- _PROBLEM TO SOLVE_:
Lines from the one containing "Locate the sand in" through the end of the data are to be returned exactly, and no others.

Stored data entries:

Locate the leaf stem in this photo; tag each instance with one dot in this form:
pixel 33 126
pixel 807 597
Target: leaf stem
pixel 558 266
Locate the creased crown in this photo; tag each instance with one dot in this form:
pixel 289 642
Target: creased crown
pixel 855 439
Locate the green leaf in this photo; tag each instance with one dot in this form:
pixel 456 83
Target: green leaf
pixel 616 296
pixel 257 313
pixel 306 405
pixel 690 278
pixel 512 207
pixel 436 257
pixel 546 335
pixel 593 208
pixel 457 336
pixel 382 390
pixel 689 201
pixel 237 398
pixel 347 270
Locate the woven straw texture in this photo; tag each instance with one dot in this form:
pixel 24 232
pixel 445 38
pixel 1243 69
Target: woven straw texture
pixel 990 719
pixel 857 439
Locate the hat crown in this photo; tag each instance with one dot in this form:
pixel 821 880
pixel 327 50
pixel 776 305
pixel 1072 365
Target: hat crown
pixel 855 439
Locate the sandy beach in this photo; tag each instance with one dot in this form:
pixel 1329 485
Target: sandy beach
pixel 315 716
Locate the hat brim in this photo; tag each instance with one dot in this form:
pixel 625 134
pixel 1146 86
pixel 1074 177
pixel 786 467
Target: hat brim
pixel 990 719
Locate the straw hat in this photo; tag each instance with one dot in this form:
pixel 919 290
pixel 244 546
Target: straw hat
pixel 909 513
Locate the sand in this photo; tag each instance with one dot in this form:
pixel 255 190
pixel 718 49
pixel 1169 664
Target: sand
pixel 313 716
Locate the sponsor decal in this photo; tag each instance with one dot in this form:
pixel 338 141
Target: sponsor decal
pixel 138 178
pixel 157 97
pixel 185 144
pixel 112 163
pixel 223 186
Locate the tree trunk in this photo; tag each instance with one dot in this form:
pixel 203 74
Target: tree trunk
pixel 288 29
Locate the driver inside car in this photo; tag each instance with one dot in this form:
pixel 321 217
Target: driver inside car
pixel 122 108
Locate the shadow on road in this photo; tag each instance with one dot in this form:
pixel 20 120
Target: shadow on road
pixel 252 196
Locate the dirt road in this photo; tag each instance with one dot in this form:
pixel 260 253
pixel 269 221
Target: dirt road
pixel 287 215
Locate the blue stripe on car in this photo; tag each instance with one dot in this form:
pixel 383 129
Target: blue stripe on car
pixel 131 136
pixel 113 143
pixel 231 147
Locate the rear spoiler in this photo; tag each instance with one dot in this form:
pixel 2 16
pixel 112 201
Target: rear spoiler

- _COMPLETED EXERCISE_:
Locate the sand in this photo; tag each instance with one dot in this form:
pixel 255 190
pixel 718 49
pixel 1169 664
Target: sand
pixel 313 716
Locate the sponsor decal in this photo; tag each instance with one dot in this form:
pixel 338 141
Target: sponsor decal
pixel 138 178
pixel 157 97
pixel 185 144
pixel 112 163
pixel 223 186
Locate the tree trunk in this photo; tag each instance with one dot in this form:
pixel 203 74
Target: tree trunk
pixel 288 29
Locate the driver inside car in this photo; tag each instance with one dot in this form:
pixel 321 217
Target: driver inside car
pixel 122 108
Locate the shadow on road in this photo; tag each instance with one dot in this form:
pixel 20 120
Target: shadow on road
pixel 252 196
Locate the dirt road in this photo; tag each instance with one dot in this form:
pixel 260 253
pixel 269 221
Target: dirt road
pixel 287 215
Locate the blue stripe on car in this photo; tag each instance with one dot in this form:
pixel 383 129
Target: blue stripe on car
pixel 131 136
pixel 113 143
pixel 231 147
Locate the rear spoiler in this photo; tag each instance with one dot in this form:
pixel 2 16
pixel 112 201
Target: rear spoiler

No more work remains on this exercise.